BEGIN

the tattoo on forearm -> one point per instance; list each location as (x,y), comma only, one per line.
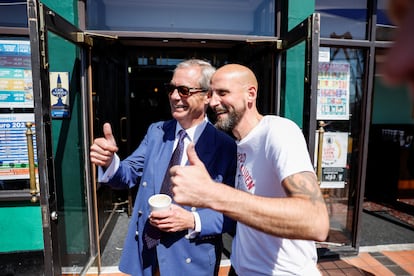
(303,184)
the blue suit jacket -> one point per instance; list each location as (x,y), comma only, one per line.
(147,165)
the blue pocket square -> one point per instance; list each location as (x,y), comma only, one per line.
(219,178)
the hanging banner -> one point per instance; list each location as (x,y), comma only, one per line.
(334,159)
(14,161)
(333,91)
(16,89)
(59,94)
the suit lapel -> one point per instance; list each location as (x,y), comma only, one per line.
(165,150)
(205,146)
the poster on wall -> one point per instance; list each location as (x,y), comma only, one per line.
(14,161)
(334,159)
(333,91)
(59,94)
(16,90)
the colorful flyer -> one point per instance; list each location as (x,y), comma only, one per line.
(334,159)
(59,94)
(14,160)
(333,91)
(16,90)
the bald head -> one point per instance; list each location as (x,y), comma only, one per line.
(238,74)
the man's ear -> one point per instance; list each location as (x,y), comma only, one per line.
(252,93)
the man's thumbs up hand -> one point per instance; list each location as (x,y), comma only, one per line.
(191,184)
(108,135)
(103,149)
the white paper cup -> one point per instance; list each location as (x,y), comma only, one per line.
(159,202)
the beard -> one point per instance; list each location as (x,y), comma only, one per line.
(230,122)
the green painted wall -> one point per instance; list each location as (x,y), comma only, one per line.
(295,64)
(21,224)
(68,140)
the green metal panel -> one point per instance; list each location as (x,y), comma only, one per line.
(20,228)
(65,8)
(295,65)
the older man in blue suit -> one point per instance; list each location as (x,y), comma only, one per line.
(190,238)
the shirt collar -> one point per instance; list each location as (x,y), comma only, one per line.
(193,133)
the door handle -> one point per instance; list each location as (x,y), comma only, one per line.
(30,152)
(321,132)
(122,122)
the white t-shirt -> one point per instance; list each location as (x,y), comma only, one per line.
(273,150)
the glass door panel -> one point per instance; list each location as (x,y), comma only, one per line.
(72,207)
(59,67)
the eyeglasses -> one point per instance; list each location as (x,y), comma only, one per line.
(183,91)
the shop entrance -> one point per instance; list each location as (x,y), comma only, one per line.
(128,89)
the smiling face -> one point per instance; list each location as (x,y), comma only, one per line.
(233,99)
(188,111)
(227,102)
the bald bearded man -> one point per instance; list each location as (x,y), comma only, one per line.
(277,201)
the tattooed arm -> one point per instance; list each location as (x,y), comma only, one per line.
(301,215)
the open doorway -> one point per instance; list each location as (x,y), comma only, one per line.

END

Reproduce the data above word for word, but leave the images out.

the tattoo on forearm -> one point per instance; list each location as (x,y), comma only, one per line.
(303,184)
the blue suit jacket -> one point per instance; list each location as (x,y), comma only, one per line.
(147,165)
the blue pocket square -> one point per instance; list each location as (x,y), comma only, one per line.
(219,178)
the hanging banner -> one point per instance; list each location as (x,y), comma only, one per line.
(334,159)
(14,161)
(333,91)
(16,89)
(59,94)
the suit lapel -> one point per instance; list each location as (x,y), comma only, one per line.
(165,150)
(205,146)
the poster on wall -> one point per instance; list each location as (x,y), comma only, one per line.
(14,161)
(334,159)
(333,91)
(59,94)
(16,90)
the colorful flyer -> one point per instance; list each location as (x,y), comma only, one per line.
(334,159)
(59,94)
(14,160)
(333,91)
(16,90)
the bald head -> one point per instance; list each location as (x,y), comma only, one per line.
(238,74)
the man's ear -> one point per instance; list each location as (x,y), comma only, one per line.
(252,93)
the man's thumbs up hand -> one point per instance; list each location as (x,y), comma only, one per line.
(191,184)
(108,135)
(103,149)
the white paper cup -> one point per instance; list each location as (x,y), comma only, one per line.
(159,202)
the beard -> one point per instance; list each location as (x,y), comma only, one per line.
(230,122)
the green painted wall -> one point per instance; list each location as (x,y), comma only, one per line.
(295,64)
(21,224)
(68,140)
the green metal panel -> one point per instance; list each location as (x,y), comma only, one per line.
(20,228)
(65,8)
(295,65)
the older man in blue suit -> one point per instance; list each location as (x,y), comma only, one per line.
(190,238)
the shirt collar -> one point per instance; list each location as (x,y), comma only, one per line.
(193,133)
the door handle -> one point per instance; list each location as (x,y), comma only, one per line.
(30,152)
(321,132)
(122,122)
the white t-shirt -> one point per instance; list each location as (x,y), comma only, one per line.
(273,150)
the glass door panel -> one point per instance; list each location as (x,y), comma only, one per line.
(72,207)
(59,67)
the eyeglasses -> one point per instance; list each location as (x,y), comma only, one per line.
(183,91)
the shop entrance -> one point per instance; list each location as (x,y), comma only, one per line.
(128,89)
the smiling face -> one point per instance; list each location as (x,y), comma only, one per line.
(233,99)
(188,111)
(227,102)
the bald bearded man -> one point per instance; list each location as (x,y), comma only, one per line.
(277,201)
the tattooed arm -> one point per instance; list each location as (x,y), comma only, one per line.
(301,215)
the open doorway -> one point per instance; list each location as (x,y), comma only, one per line.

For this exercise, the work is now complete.